[MATERIAL FOR THIS EXERCISE Boundary: Start]
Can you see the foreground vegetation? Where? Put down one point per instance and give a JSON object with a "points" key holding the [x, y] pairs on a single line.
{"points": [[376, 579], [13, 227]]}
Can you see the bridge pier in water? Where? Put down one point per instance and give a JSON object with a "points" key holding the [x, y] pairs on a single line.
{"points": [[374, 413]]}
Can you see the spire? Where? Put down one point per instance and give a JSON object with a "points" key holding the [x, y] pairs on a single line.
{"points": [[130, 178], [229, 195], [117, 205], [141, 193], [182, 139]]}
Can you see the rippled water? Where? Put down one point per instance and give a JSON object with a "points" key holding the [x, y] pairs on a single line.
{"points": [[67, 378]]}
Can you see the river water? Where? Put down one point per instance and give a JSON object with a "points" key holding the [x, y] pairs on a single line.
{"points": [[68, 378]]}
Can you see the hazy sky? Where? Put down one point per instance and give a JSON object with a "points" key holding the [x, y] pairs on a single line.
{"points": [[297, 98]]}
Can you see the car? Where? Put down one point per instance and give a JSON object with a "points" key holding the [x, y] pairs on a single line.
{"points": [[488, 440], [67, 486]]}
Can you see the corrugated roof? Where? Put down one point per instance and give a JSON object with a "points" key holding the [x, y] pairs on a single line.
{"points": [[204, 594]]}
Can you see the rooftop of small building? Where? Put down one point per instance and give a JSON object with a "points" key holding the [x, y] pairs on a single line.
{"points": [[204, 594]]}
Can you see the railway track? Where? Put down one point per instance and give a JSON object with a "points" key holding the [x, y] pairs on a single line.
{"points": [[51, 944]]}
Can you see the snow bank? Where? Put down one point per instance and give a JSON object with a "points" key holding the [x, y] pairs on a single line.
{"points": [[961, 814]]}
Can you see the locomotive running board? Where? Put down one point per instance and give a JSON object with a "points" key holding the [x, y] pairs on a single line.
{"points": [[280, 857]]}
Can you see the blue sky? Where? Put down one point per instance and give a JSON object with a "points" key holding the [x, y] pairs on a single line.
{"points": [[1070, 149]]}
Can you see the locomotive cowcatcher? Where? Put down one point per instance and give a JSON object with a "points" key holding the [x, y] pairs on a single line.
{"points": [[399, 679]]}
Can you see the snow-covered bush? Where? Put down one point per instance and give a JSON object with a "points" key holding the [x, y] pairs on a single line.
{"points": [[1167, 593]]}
[MATERIAL FOR THIS EXERCISE Boundary: End]
YOUR INSTRUCTIONS. Please reproduce the material in its entirety, exactly as it stands.

EXPECTED OUTPUT.
Can you see the foreground vegetation? Where? Put down one point per instance and give a JSON object with a "points" key holding the [x, y] pairs on a single line.
{"points": [[376, 579], [13, 227]]}
Can you see the bridge pier in water? Where? Put down one point per instance and give a JSON object with a "points" key holding the [x, y] pairs on a single line.
{"points": [[374, 413]]}
Can you see the spire? Where? Put down one point per instance and give a JSON object with a "points" key holding the [x, y] pairs on a single line.
{"points": [[130, 178], [229, 195], [117, 205], [141, 193], [182, 139]]}
Can you see the rippled water? Where? Put down one point per instance and give a JSON object with a "points" key holding the [x, y] pairs on a single line.
{"points": [[67, 378]]}
Can you see the river water? Where? Put down one point per instance and give a JSON object with a "points" key holding the [x, y] pairs on a single line.
{"points": [[68, 378]]}
Can you see the hazy sky? Where? Put down one point per instance and give a JSON object with a "points" key holding the [x, y] pairs on a single line.
{"points": [[297, 98]]}
Can you see the car? Where? Put down one point per instance and give a JSON object with a "points" key holding the [x, y] pairs on a single line.
{"points": [[488, 440], [67, 486]]}
Can you see the corrugated roof? Where? Put down one point per instance and give a JSON object with a "points" key holding the [x, y] pairs on a single line.
{"points": [[204, 594]]}
Can you see the rooftop of small building? Where? Put down one point per instance and give a JSON object with a "points" key holding the [x, y] pairs on a single line.
{"points": [[204, 594]]}
Can you see the railway track? Where? Put down one point per instance and give a JSON object with a "points" key holding the [x, y] pairs on a single line.
{"points": [[51, 944]]}
Can you see the snow bank? Where? Put down one point per instance and give a JSON object with a "points" key holding the [x, y] pairs on a single line.
{"points": [[961, 814]]}
Can you see the locomotive running board? Where? Put down one point per instance and give a JSON object with a "points" key holding the [x, y] pairs on a single line.
{"points": [[280, 857]]}
Can you see the blue sky? Where? Put down one point per instance and give a JSON object with a "points" key holding the [x, y] pairs on a single line.
{"points": [[1070, 149]]}
Can you see the locomotive cowcatcher? Where? Put down one point per instance and give a JSON object with a "points" key holding the [x, y] pairs on a single line.
{"points": [[399, 679]]}
Can you see the snow-covered bush? Where? Put down one point per instance and give a JSON object with a "points" key holding the [x, y] pairs on a single line.
{"points": [[1167, 593]]}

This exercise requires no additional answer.